__抜粋箇所__
********************

UnitCube()を最初に使った定義のものに戻しています。

「実践CGへの誘い」p.32
Listing 2.7

オブジェクトインスタンスを利用したサンプルです。
ありがとうございます。



#list27.py

#/* Copyrighted Pixar 1989 */

#/* From the RenderMan Companion p. 32 */

#/* Listing 27c A more efficient color cube */

#/* 

# *   ColorCube(): create a unit color cube from smaller cubes 

# *   Parameters:

# *    n: the number of minicubes on a side

# *    s: a scale factor for each minicube

# */



import cgkit.cri

from cgkit.cgtypes import *



# Load the RenderMan API.

# Replace the library name with whatever renderer you want to use.

ri = cgkit.cri.loadRI("3delight")

cgkit.cri.importRINames(ri, globals())



L= -.5      #* For x: left side     */

R=  .5      # /* For x: right side    */

D= -.5     #  /* For y: down side     */

U=  .5     #  /* For y: upper side    */

F=  .5     #  /* For z: far side      */

N= -.5     #  /* For z: near side     */



#/* UnitCube(): define a cube in the graphics environment */

def UnitCube():

    Cube=[

        [ [L,D,F],  [L,D,N],  [R,D,N],  [R,D,F] ],   #/* Bottom face  */

        [ [L,D,F],  [L,U,F],  [L,U,N],  [L,D,N] ],   #/* Left face    */

        [ [R,U,N],  [L,U,N],  [L,U,F],  [R,U,F] ],   #/* Top  face    */

        [ [R,U,N],  [R,U,F],  [R,D,F],  [R,D,N] ],   #/* Right face   */

        [ [R,D,F],  [R,U,F],  [L,U,F],  [L,D,F] ],   #/* Far face     */

        [ [L,U,N],  [R,U,N],  [R,D,N],  [L,D,N] ]    #/* Near face    */

    ];

    for i in range(6):

        RiPolygon(P=Cube[i])

********************

__点アノテーションデータセットのレコード__
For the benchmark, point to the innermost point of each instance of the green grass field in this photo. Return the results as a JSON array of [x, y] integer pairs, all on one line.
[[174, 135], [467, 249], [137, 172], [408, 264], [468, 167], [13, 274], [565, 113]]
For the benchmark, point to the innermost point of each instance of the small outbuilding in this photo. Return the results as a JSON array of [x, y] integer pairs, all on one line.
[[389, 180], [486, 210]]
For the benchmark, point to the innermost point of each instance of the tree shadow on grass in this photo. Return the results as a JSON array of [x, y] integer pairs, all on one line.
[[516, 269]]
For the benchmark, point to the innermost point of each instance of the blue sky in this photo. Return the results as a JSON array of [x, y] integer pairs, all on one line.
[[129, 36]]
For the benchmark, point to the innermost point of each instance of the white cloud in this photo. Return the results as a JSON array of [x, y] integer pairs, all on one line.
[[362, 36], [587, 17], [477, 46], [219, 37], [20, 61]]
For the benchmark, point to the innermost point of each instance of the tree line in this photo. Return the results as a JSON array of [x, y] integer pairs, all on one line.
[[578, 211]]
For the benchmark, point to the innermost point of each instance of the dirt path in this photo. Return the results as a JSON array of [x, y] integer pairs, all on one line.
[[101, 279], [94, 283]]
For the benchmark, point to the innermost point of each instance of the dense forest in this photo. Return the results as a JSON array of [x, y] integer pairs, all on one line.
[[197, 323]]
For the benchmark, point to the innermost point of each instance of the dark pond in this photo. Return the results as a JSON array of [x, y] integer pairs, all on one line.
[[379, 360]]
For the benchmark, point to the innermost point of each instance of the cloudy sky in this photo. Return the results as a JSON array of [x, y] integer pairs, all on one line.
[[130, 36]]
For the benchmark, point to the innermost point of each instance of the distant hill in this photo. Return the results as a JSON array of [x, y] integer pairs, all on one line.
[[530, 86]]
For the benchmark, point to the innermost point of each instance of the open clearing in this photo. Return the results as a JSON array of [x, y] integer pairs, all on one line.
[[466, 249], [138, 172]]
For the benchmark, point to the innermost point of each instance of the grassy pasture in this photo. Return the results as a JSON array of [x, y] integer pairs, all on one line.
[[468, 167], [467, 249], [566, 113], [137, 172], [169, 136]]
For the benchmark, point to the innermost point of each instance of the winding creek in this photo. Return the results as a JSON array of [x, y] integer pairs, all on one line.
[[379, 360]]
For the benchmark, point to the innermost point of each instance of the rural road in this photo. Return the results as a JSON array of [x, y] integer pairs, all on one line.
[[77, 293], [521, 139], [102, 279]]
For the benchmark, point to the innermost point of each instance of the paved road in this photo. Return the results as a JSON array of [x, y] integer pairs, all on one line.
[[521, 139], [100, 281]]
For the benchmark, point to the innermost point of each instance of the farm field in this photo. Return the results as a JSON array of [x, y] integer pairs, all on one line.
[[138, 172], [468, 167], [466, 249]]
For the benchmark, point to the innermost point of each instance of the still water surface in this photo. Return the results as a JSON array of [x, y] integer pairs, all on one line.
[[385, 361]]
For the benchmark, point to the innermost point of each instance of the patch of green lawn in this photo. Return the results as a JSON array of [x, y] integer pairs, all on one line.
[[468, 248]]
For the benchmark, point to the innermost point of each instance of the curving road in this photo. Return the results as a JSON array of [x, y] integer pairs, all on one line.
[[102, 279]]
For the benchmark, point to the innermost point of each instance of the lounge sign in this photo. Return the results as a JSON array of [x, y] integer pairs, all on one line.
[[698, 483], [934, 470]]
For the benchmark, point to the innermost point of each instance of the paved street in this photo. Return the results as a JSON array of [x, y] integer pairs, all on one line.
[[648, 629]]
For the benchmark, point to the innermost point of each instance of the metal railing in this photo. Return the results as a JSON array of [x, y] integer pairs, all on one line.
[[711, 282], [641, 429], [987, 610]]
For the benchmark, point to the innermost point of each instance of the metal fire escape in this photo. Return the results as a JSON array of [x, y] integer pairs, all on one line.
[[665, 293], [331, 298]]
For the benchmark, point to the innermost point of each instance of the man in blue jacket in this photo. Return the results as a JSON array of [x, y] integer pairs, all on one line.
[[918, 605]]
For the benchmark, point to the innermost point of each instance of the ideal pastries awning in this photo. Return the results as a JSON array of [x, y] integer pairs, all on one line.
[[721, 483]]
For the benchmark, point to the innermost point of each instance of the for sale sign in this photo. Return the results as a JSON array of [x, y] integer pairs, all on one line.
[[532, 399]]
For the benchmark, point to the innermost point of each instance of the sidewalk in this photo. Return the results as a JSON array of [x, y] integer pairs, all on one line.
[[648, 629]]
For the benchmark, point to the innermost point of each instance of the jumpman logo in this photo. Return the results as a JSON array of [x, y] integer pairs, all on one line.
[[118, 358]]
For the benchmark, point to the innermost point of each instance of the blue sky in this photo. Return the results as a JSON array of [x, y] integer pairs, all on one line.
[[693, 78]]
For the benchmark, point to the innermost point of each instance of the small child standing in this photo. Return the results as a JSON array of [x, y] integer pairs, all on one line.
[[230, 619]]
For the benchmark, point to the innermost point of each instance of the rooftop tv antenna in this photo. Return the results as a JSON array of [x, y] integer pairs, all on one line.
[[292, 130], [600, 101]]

********************

__作業内容__
1. カラーキューブのサンプルで、loadRI() に渡している「3delight」というライブラリ名を書き換えることがあるのはなぜですか。コード内のコメントに基づき、1～3文で説明してください。
2. カラーキューブのサンプルのうち、「ColorCube(): create a unit color cube」で始まるコメント部分を、主な内容を保ったまま日本語の箇条書きにまとめてください。
3. カラーキューブのサンプルのコードを、最後の行の後から続けて書いてください。

__期待される結果__
1. この行は RenderMan API を読み込むもので、ライブラリ名は使用するレンダラーを表しています。そのため、別のレンダラーを使いたい場合には、その名前に置き換えるようコメントで指示されています。

2.
- ColorCube()：小さな立方体を組み合わせて単位カラーキューブを作成する
- 引数 n：一辺あたりのミニキューブの数
- 引数 s：各ミニキューブに適用するスケール係数

3.
def ColorCube(n, s):

    if n<=0:

        return

    

    cube = RiObjectBegin()

    UnitCube()

    RiObjectEnd()

    

    RiAttributeBegin()

    RiTranslate(-.5, -.5, -.5 )

    RiScale(1.0/n, 1.0/n, 1.0/n)

    color=[0,0,0]

    for x in range(n):

        for y in range(n):

            for z in range(n):

                color[0] = (x+1)/float(n)

                color[1] = (y+1)/float(n)

                color[2] = (z+1)/float(n)

                RiColor(color)

                RiTransformBegin()

                RiTranslate (x+.5, y+.5, z+.5)

                RiScale(s, s, s)

                RiObjectInstance(cube)

                RiTransformEnd()

    

    RiAttributeEnd()





color = ( .2, .4, .6 )



RiBegin(RI_NULL);      #/* Start the renderer */

RiDisplay("colormain2.tiff", RI_FILE, "rgb", RI_NULL)

RiFormat(512, 384, -1.0)

RiShadingRate(1.0)

RiLightSource("distantlight", RI_NULL)

RiProjection(RI_PERSPECTIVE,RI_FOV,65)

RiWorldBegin()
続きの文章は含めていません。